Dataset items
** START **
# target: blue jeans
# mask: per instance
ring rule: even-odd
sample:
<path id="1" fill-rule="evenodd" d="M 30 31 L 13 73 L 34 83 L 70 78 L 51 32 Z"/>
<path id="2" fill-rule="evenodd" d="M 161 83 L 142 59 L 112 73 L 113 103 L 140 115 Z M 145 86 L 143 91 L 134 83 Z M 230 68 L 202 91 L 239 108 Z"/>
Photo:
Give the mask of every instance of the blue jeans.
** END **
** START **
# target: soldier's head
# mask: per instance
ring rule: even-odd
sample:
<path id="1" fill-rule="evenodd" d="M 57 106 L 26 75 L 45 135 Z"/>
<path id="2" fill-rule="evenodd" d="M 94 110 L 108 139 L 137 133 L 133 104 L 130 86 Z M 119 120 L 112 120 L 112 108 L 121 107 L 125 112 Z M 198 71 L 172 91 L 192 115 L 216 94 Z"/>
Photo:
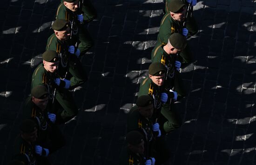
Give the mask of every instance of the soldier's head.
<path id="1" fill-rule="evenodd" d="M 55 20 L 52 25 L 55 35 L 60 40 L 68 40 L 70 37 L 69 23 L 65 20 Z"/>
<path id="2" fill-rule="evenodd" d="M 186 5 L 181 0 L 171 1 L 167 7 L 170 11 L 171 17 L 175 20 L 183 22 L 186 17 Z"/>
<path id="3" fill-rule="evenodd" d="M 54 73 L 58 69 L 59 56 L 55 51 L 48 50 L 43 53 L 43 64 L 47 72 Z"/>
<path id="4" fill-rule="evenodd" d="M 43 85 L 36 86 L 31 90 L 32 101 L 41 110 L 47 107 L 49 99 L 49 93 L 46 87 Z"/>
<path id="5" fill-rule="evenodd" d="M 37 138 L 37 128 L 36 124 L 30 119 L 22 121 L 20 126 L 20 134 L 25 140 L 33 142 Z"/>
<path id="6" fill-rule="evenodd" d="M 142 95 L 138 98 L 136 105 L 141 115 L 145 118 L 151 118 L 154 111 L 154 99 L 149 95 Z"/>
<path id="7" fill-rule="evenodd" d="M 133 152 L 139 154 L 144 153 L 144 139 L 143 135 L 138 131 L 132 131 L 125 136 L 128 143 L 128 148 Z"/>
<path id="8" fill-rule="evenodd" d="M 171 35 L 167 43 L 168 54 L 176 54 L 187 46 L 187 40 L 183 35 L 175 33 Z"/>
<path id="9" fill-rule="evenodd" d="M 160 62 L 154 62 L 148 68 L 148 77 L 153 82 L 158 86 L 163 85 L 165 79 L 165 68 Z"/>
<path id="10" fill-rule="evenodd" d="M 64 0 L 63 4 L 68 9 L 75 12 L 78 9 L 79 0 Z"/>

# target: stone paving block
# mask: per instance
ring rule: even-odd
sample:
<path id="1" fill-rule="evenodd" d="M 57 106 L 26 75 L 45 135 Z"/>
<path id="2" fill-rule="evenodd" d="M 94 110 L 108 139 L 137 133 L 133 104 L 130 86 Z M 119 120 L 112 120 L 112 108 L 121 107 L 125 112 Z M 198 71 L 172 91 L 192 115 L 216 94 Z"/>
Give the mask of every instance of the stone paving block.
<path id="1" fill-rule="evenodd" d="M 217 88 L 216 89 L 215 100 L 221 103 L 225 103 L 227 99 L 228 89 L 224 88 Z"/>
** END **
#### [Given task]
Rewrite the items from the line with "# target: soldier's head" up to and including the line with "64 0 L 63 4", switching "soldier's head" to "soldier's face" and changing nothing else. Omit the picture from your answer.

#### [Response to the task]
# target: soldier's face
# mask: per instance
ring rule: even-odd
sample:
<path id="1" fill-rule="evenodd" d="M 57 106 L 26 75 L 45 135 Z"/>
<path id="2" fill-rule="evenodd" d="M 94 110 L 108 139 L 137 133 L 133 104 L 130 86 Z M 119 120 L 112 120 L 112 108 L 121 107 L 125 112 Z M 198 71 L 172 91 L 192 115 L 216 94 Z"/>
Photo:
Give the mask of every instance of the soldier's face.
<path id="1" fill-rule="evenodd" d="M 55 20 L 52 25 L 55 35 L 60 40 L 68 40 L 70 37 L 69 23 L 65 20 Z"/>
<path id="2" fill-rule="evenodd" d="M 186 5 L 181 0 L 171 1 L 167 7 L 170 11 L 171 17 L 175 20 L 183 22 L 186 17 Z"/>
<path id="3" fill-rule="evenodd" d="M 54 73 L 58 69 L 59 56 L 55 51 L 48 50 L 43 53 L 43 64 L 47 72 Z"/>
<path id="4" fill-rule="evenodd" d="M 43 85 L 36 86 L 31 90 L 32 101 L 41 110 L 47 107 L 49 99 L 49 93 L 46 87 Z"/>
<path id="5" fill-rule="evenodd" d="M 37 138 L 37 128 L 36 124 L 30 119 L 22 121 L 20 126 L 20 134 L 25 140 L 33 142 Z"/>
<path id="6" fill-rule="evenodd" d="M 142 95 L 138 98 L 136 105 L 141 115 L 145 118 L 151 118 L 154 111 L 154 99 L 149 95 Z"/>
<path id="7" fill-rule="evenodd" d="M 133 152 L 139 154 L 144 153 L 144 139 L 143 135 L 138 131 L 132 131 L 125 136 L 128 143 L 128 148 Z"/>
<path id="8" fill-rule="evenodd" d="M 171 35 L 167 43 L 168 54 L 176 54 L 187 46 L 187 40 L 183 35 L 175 33 Z"/>
<path id="9" fill-rule="evenodd" d="M 160 62 L 154 62 L 148 68 L 148 77 L 153 82 L 158 86 L 163 85 L 165 79 L 165 68 Z"/>
<path id="10" fill-rule="evenodd" d="M 64 0 L 63 4 L 68 9 L 75 12 L 78 9 L 79 0 Z"/>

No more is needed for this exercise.